_YOUR ASSIGNMENT_: Note each line of the listing that contains the string "Please", and copy it.

_DATASET ENTRIES_:
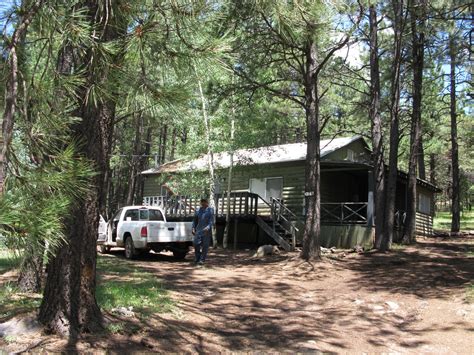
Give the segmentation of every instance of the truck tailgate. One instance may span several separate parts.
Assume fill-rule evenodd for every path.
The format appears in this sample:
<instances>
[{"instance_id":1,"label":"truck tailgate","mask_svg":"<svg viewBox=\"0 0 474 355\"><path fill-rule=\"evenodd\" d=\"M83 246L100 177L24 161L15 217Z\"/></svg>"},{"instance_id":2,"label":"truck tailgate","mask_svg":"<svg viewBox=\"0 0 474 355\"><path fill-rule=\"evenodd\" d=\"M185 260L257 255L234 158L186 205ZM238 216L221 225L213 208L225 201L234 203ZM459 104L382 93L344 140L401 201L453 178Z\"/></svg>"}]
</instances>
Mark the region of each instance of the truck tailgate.
<instances>
[{"instance_id":1,"label":"truck tailgate","mask_svg":"<svg viewBox=\"0 0 474 355\"><path fill-rule=\"evenodd\" d=\"M193 240L192 222L149 222L148 243L180 243Z\"/></svg>"}]
</instances>

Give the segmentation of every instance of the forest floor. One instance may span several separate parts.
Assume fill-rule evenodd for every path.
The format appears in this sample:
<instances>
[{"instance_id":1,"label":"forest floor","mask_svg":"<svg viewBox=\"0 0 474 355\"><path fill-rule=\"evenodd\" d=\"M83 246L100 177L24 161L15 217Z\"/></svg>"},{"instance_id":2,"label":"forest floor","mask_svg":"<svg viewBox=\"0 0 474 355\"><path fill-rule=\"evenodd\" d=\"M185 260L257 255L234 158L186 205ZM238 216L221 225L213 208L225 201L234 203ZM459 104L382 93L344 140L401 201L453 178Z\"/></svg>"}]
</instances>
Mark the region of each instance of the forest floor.
<instances>
[{"instance_id":1,"label":"forest floor","mask_svg":"<svg viewBox=\"0 0 474 355\"><path fill-rule=\"evenodd\" d=\"M75 343L41 333L4 338L0 353L29 344L35 352L472 353L474 236L314 264L296 253L250 255L213 250L198 268L191 256L127 261L113 251L99 258L99 288L108 285L99 292L103 334ZM131 316L111 311L120 302L134 306Z\"/></svg>"},{"instance_id":2,"label":"forest floor","mask_svg":"<svg viewBox=\"0 0 474 355\"><path fill-rule=\"evenodd\" d=\"M433 219L433 228L437 232L449 233L451 229L451 219L450 212L438 211ZM474 231L474 211L462 211L460 222L461 231Z\"/></svg>"}]
</instances>

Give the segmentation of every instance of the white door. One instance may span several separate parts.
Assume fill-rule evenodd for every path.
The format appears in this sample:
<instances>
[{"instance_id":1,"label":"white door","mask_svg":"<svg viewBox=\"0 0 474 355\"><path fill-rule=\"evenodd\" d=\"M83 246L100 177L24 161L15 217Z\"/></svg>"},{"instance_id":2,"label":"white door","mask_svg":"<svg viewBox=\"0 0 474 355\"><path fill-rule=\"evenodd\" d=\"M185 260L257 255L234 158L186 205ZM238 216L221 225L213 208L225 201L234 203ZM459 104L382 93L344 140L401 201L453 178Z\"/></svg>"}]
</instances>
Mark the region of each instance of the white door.
<instances>
[{"instance_id":1,"label":"white door","mask_svg":"<svg viewBox=\"0 0 474 355\"><path fill-rule=\"evenodd\" d=\"M265 198L271 201L272 198L281 199L283 190L283 178L268 178L266 179Z\"/></svg>"},{"instance_id":2,"label":"white door","mask_svg":"<svg viewBox=\"0 0 474 355\"><path fill-rule=\"evenodd\" d=\"M261 198L265 199L265 179L250 179L249 188L250 192L257 194Z\"/></svg>"},{"instance_id":3,"label":"white door","mask_svg":"<svg viewBox=\"0 0 474 355\"><path fill-rule=\"evenodd\" d=\"M270 177L263 179L250 179L249 190L260 195L265 201L271 202L272 198L281 199L283 191L283 178Z\"/></svg>"},{"instance_id":4,"label":"white door","mask_svg":"<svg viewBox=\"0 0 474 355\"><path fill-rule=\"evenodd\" d=\"M107 239L107 222L105 221L104 217L100 216L99 219L99 241L105 242Z\"/></svg>"}]
</instances>

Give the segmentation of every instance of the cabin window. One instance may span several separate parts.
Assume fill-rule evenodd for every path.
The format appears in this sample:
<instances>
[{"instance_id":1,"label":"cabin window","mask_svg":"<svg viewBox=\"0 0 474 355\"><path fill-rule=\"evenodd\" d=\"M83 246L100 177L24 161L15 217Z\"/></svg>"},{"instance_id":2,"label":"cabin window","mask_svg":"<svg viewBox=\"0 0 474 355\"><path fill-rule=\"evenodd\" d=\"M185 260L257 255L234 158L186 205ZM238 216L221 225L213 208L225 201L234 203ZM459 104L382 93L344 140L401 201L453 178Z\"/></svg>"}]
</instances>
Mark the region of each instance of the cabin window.
<instances>
[{"instance_id":1,"label":"cabin window","mask_svg":"<svg viewBox=\"0 0 474 355\"><path fill-rule=\"evenodd\" d=\"M249 189L250 192L260 195L267 201L271 201L272 198L281 199L283 178L250 179Z\"/></svg>"},{"instance_id":2,"label":"cabin window","mask_svg":"<svg viewBox=\"0 0 474 355\"><path fill-rule=\"evenodd\" d=\"M431 214L431 198L424 193L418 194L418 212Z\"/></svg>"}]
</instances>

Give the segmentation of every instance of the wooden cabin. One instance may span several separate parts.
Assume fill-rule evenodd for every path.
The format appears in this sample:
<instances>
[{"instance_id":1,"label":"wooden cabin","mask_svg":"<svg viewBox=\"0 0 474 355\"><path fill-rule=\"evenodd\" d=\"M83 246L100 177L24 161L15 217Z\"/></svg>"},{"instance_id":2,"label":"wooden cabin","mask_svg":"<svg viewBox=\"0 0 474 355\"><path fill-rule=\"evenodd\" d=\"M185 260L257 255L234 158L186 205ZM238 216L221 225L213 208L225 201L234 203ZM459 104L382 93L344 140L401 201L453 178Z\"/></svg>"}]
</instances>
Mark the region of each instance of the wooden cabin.
<instances>
[{"instance_id":1,"label":"wooden cabin","mask_svg":"<svg viewBox=\"0 0 474 355\"><path fill-rule=\"evenodd\" d=\"M369 147L360 136L322 140L320 146L322 245L372 247L376 211ZM306 149L306 143L293 143L235 151L230 198L225 191L230 154L214 155L218 238L230 204L231 243L276 241L285 249L298 244L305 217ZM183 194L179 182L189 180L189 174L206 173L207 159L176 160L142 172L144 203L162 206L171 219L192 218L199 194ZM407 174L400 171L398 178L396 228L400 231L406 211ZM429 182L418 180L418 234L432 234L437 191Z\"/></svg>"}]
</instances>

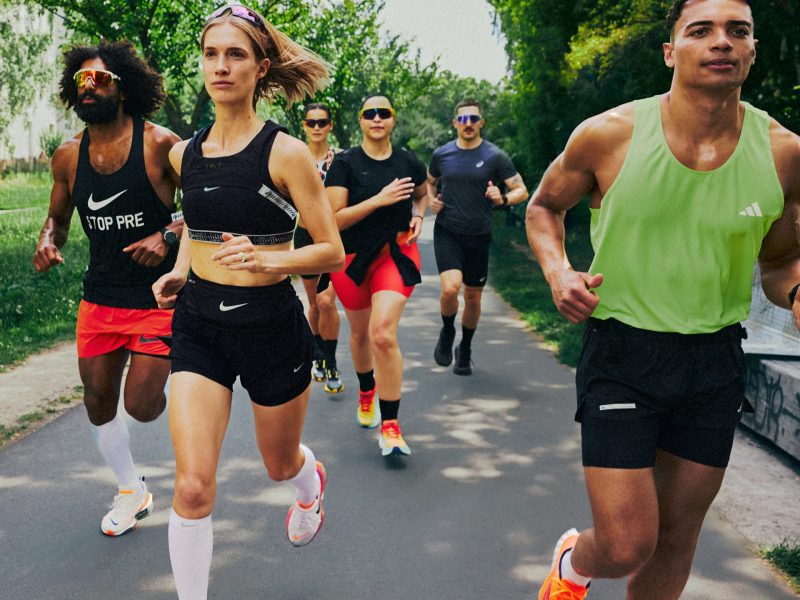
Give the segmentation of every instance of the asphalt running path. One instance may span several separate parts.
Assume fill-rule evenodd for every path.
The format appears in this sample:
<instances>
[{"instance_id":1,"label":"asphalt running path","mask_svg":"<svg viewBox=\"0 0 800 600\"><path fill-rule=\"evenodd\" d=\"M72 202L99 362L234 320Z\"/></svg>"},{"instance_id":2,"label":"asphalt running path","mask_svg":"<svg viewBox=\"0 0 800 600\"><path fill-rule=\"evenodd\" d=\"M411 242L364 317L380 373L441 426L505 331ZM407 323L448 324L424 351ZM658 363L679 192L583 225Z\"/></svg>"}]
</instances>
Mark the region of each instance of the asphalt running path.
<instances>
[{"instance_id":1,"label":"asphalt running path","mask_svg":"<svg viewBox=\"0 0 800 600\"><path fill-rule=\"evenodd\" d=\"M441 321L426 228L423 284L400 326L400 420L412 456L382 458L375 431L356 426L357 382L342 319L347 389L331 397L313 384L304 436L330 476L327 518L310 546L295 549L284 534L292 489L267 479L249 402L237 388L218 474L211 598L530 599L556 539L590 524L572 371L490 290L473 344L474 375L433 363ZM0 451L0 598L175 597L167 419L133 423L131 433L156 510L116 539L99 531L115 488L83 407ZM711 514L682 598L795 598L746 545ZM596 581L589 596L623 597L621 581Z\"/></svg>"}]
</instances>

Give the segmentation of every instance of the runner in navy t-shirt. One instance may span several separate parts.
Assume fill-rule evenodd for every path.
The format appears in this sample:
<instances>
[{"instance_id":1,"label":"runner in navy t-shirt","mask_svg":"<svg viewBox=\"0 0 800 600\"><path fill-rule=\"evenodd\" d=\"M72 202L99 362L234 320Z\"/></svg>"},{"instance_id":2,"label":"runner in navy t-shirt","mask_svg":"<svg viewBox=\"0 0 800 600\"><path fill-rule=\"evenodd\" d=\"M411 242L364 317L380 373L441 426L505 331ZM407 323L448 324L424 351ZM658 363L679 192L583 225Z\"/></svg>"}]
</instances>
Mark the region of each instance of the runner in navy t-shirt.
<instances>
[{"instance_id":1,"label":"runner in navy t-shirt","mask_svg":"<svg viewBox=\"0 0 800 600\"><path fill-rule=\"evenodd\" d=\"M481 138L484 120L477 100L456 107L453 126L458 138L437 148L428 169L428 194L436 214L433 246L442 282L440 304L444 325L433 352L442 366L453 361L458 292L464 284L461 344L456 348L456 375L472 374L472 336L481 314L481 292L489 269L492 209L519 204L528 190L511 159ZM441 186L441 197L436 186ZM505 186L508 193L503 193Z\"/></svg>"}]
</instances>

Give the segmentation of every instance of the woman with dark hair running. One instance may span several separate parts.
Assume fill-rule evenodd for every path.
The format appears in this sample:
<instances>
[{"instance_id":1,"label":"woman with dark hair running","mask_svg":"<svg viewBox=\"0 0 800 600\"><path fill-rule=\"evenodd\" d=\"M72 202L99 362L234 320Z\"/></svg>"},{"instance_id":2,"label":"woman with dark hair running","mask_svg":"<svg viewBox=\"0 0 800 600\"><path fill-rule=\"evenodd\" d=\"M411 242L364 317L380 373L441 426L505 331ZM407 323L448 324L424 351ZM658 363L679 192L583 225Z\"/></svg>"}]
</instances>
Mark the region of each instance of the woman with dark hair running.
<instances>
[{"instance_id":1,"label":"woman with dark hair running","mask_svg":"<svg viewBox=\"0 0 800 600\"><path fill-rule=\"evenodd\" d=\"M427 171L411 152L392 146L396 116L389 98L369 96L358 117L361 145L339 154L325 179L347 252L345 268L331 279L350 323L358 424L381 424L384 456L411 454L397 420L403 384L397 326L421 281L416 242L428 201Z\"/></svg>"},{"instance_id":2,"label":"woman with dark hair running","mask_svg":"<svg viewBox=\"0 0 800 600\"><path fill-rule=\"evenodd\" d=\"M322 181L328 175L333 157L337 150L328 144L328 135L333 129L331 109L323 102L306 104L303 117L303 132L306 135L308 149L314 162L317 163L319 176ZM308 230L303 226L303 220L297 224L294 232L294 247L305 248L312 244ZM301 275L303 287L308 296L308 323L314 334L314 379L325 382L325 391L336 394L344 391L344 383L336 365L336 345L339 342L339 311L336 310L336 292L328 277L322 279L320 291L320 275ZM320 286L321 287L321 286Z\"/></svg>"},{"instance_id":3,"label":"woman with dark hair running","mask_svg":"<svg viewBox=\"0 0 800 600\"><path fill-rule=\"evenodd\" d=\"M308 544L322 525L325 468L300 443L312 338L288 274L335 270L344 258L308 148L255 111L275 93L290 103L313 95L328 81L327 65L241 5L213 12L200 45L216 121L170 152L187 235L175 268L153 285L159 305L177 300L169 553L178 597L191 600L207 595L217 462L237 376L269 477L297 491L289 541ZM291 250L298 212L314 215L306 223L314 243Z\"/></svg>"}]
</instances>

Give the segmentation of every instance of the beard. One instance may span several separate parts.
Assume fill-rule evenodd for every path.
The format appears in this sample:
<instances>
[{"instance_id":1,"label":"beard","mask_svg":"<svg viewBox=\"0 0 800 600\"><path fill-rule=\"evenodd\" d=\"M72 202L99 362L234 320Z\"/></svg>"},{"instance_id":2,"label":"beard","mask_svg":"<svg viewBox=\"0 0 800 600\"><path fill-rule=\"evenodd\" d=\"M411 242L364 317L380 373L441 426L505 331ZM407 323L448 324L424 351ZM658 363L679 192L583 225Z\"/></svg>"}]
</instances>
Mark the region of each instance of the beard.
<instances>
[{"instance_id":1,"label":"beard","mask_svg":"<svg viewBox=\"0 0 800 600\"><path fill-rule=\"evenodd\" d=\"M84 104L84 98L92 98L95 103ZM78 96L78 102L75 104L75 114L84 123L98 125L113 121L117 117L118 108L118 94L110 98L100 98L94 92L88 91Z\"/></svg>"}]
</instances>

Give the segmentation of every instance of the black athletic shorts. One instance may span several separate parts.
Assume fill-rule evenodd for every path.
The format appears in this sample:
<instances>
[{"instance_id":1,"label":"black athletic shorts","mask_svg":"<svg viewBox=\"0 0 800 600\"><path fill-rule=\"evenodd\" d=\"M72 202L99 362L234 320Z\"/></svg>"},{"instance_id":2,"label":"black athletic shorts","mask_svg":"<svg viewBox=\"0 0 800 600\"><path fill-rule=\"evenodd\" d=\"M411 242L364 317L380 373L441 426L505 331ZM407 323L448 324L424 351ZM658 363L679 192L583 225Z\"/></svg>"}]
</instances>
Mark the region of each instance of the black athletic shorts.
<instances>
[{"instance_id":1,"label":"black athletic shorts","mask_svg":"<svg viewBox=\"0 0 800 600\"><path fill-rule=\"evenodd\" d=\"M456 269L464 277L464 285L483 287L489 273L489 246L492 234L463 235L433 226L433 251L439 273Z\"/></svg>"},{"instance_id":2,"label":"black athletic shorts","mask_svg":"<svg viewBox=\"0 0 800 600\"><path fill-rule=\"evenodd\" d=\"M190 371L233 389L236 377L262 406L277 406L311 383L312 335L289 279L260 287L220 285L192 275L172 319L172 372Z\"/></svg>"},{"instance_id":3,"label":"black athletic shorts","mask_svg":"<svg viewBox=\"0 0 800 600\"><path fill-rule=\"evenodd\" d=\"M584 466L652 467L661 449L726 467L750 407L744 336L739 324L684 335L589 319L576 374Z\"/></svg>"},{"instance_id":4,"label":"black athletic shorts","mask_svg":"<svg viewBox=\"0 0 800 600\"><path fill-rule=\"evenodd\" d=\"M311 234L308 233L308 229L304 227L300 227L299 225L294 230L294 248L295 250L299 248L305 248L306 246L310 246L314 243L314 240L311 237ZM313 275L300 275L303 279L316 279L319 277L319 273Z\"/></svg>"}]
</instances>

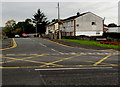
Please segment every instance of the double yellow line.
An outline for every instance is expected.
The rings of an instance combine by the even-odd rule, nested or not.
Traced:
[[[17,47],[17,43],[15,42],[15,39],[14,39],[14,38],[12,38],[12,43],[13,43],[13,46],[12,46],[12,47],[0,49],[0,50],[8,50],[8,49],[16,48],[16,47]]]

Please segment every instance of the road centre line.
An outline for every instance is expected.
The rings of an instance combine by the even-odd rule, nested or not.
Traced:
[[[48,68],[35,69],[36,71],[52,71],[52,70],[82,70],[82,69],[112,69],[113,67],[79,67],[79,68]]]
[[[55,52],[58,52],[58,53],[60,53],[60,54],[63,54],[62,52],[59,52],[59,51],[57,51],[57,50],[55,50],[55,49],[51,49],[52,51],[55,51]]]
[[[46,45],[44,45],[44,44],[42,44],[42,43],[39,43],[41,46],[43,46],[43,47],[47,47]]]
[[[93,64],[93,66],[96,66],[96,65],[100,64],[101,62],[103,62],[104,60],[106,60],[107,58],[109,58],[110,56],[111,55],[108,55],[108,56],[104,57],[103,59],[97,61],[96,63]]]

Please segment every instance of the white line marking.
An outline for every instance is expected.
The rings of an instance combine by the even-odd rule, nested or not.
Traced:
[[[39,54],[30,54],[30,55],[39,55]]]
[[[40,45],[44,46],[44,47],[47,47],[46,45],[42,44],[42,43],[39,43]]]
[[[82,70],[82,69],[112,69],[112,67],[48,68],[48,69],[35,69],[35,70],[36,71],[52,71],[52,70]]]
[[[19,54],[18,54],[19,55]],[[27,54],[20,54],[20,55],[27,55]]]
[[[15,55],[15,54],[6,54],[7,56]]]
[[[63,54],[62,52],[59,52],[59,51],[57,51],[57,50],[55,50],[55,49],[51,49],[52,51],[55,51],[55,52],[58,52],[58,53],[60,53],[60,54]]]
[[[52,51],[56,51],[55,49],[51,49]]]

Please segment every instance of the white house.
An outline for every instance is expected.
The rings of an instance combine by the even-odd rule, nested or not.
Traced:
[[[104,19],[92,12],[77,14],[62,22],[63,24],[60,24],[62,36],[102,36],[103,34]]]
[[[58,30],[58,23],[53,22],[46,27],[46,35],[49,33],[55,33]]]

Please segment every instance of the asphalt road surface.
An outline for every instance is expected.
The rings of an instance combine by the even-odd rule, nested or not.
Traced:
[[[117,51],[89,50],[41,38],[15,38],[2,51],[2,86],[119,85]]]

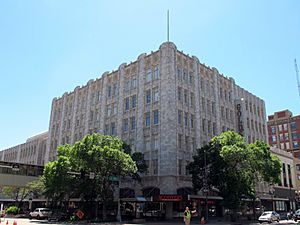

_TASK RESULT_:
Please segment every instance of the double yellow line.
Please segment every instance of the road centre line.
Please segment every instance of the white line marking.
Please segment every instance of the white house.
Please segment every instance of the asphalt road surface.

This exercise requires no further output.